## CHALLENGES:
a - Using the Wolsey Hall story, decide whether each statement agrees with it: (i) the 1907 photo shows the original Wolsey Hall building on the right; (ii) Joseph William Knipe enrolled six students at first; (iii) Knipe was a trainee-teacher at Cirencester Grammar School. Answer yes or no for each and quote the deciding words.
b - According to the Wolsey Hall story, how many students enrolled in the year after the first six?
c - Duplicate the Wolsey Hall story from "2014 was Wolsey" up to and including "for students worldwide.".

## SUPPLIED TEXT:
++++++++++++++++++++

The Wolsey Hall Story

Pictured above: Looking South down St. Aldates below Christ Church in Oxford, this photo, taken in 1907, shows the original Wolsey Hall building on the left.

 

2014 was Wolsey Hall’s 120th Anniversary – a perfect opportunity to spend some time in our archives, exploring our history of providing distance learning courses for students worldwide.

 

In a newsletter from 1969, we found a detailed account of Wolsey Hall’s then 75 year history. It’s interesting to see the layers of Wolsey Hall history; the newsletter, which marked the 75 th Anniversary, is now more than 45 years old, an historical document itself! Obviously much has changed about the way we deliver our courses, but it’s still fascinating to read more detail about the origins, and original aims, of Wolsey Hall – we were then, as we are now and hopefully will be long into the future, striving to be the world’s local school. Here’s a transcription of the article:

 

“It was in 1894 that Joseph William Knipe, a young trainee-teacher at Cirencester Grammar School, first conceived the idea for a correspondence college. Having prepared himself to pass the Certified Teacher’s Examination, and thinking that his notes could be of use to others, the young Mr. Knipe advertised in the “Schoolmaster”, enrolled six students, and saw them all successfully through their examinations. Then next year, 30 students enrolled, and from this small beginning the college grew steadily into a universally known organisation which today enrols some 25,000 students each year.

++++++++++++++++++++

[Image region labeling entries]

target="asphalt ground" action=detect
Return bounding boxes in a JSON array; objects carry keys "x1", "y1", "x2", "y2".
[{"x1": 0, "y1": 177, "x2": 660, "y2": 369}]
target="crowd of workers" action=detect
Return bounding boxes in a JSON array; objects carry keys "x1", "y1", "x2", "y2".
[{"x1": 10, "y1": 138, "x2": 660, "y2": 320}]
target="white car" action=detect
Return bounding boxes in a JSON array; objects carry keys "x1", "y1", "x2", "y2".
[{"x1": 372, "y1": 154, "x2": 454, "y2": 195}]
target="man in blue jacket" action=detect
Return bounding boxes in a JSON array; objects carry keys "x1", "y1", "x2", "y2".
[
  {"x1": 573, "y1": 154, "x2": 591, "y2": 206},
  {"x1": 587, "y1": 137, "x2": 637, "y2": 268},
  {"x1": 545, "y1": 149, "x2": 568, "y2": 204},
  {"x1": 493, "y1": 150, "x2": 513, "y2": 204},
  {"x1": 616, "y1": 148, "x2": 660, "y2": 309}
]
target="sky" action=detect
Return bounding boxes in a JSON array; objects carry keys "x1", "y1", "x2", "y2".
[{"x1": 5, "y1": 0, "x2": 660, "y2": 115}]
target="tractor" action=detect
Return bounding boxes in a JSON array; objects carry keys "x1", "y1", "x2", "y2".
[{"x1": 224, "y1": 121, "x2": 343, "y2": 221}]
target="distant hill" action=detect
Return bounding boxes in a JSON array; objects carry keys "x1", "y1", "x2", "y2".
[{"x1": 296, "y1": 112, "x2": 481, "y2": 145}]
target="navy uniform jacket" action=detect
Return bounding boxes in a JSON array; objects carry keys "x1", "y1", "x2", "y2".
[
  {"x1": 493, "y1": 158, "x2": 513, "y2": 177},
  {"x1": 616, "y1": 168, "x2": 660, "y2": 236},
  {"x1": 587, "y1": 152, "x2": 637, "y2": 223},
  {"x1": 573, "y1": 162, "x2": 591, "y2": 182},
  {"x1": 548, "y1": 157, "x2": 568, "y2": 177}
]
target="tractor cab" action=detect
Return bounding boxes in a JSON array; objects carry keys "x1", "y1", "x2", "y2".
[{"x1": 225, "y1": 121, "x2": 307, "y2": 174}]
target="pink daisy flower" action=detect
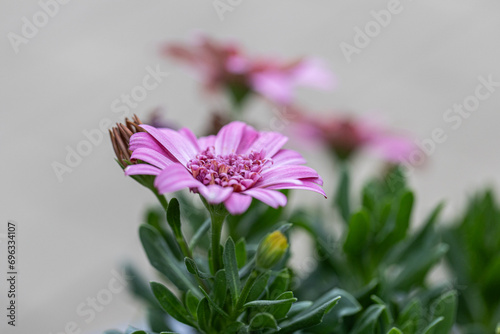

++++++++++++++++++++

## ANSWERS TO THE EXERCISES:
a -
(i) No: "shows the original Wolsey Hall building on the left."
(ii) Yes: "enrolled six students"
(iii) Yes: "a young trainee-teacher at Cirencester Grammar School"

b - 30 students.

c -
2014 was Wolsey Hall’s 120th Anniversary – a perfect opportunity to spend some time in our archives, exploring our history of providing distance learning courses for students worldwide.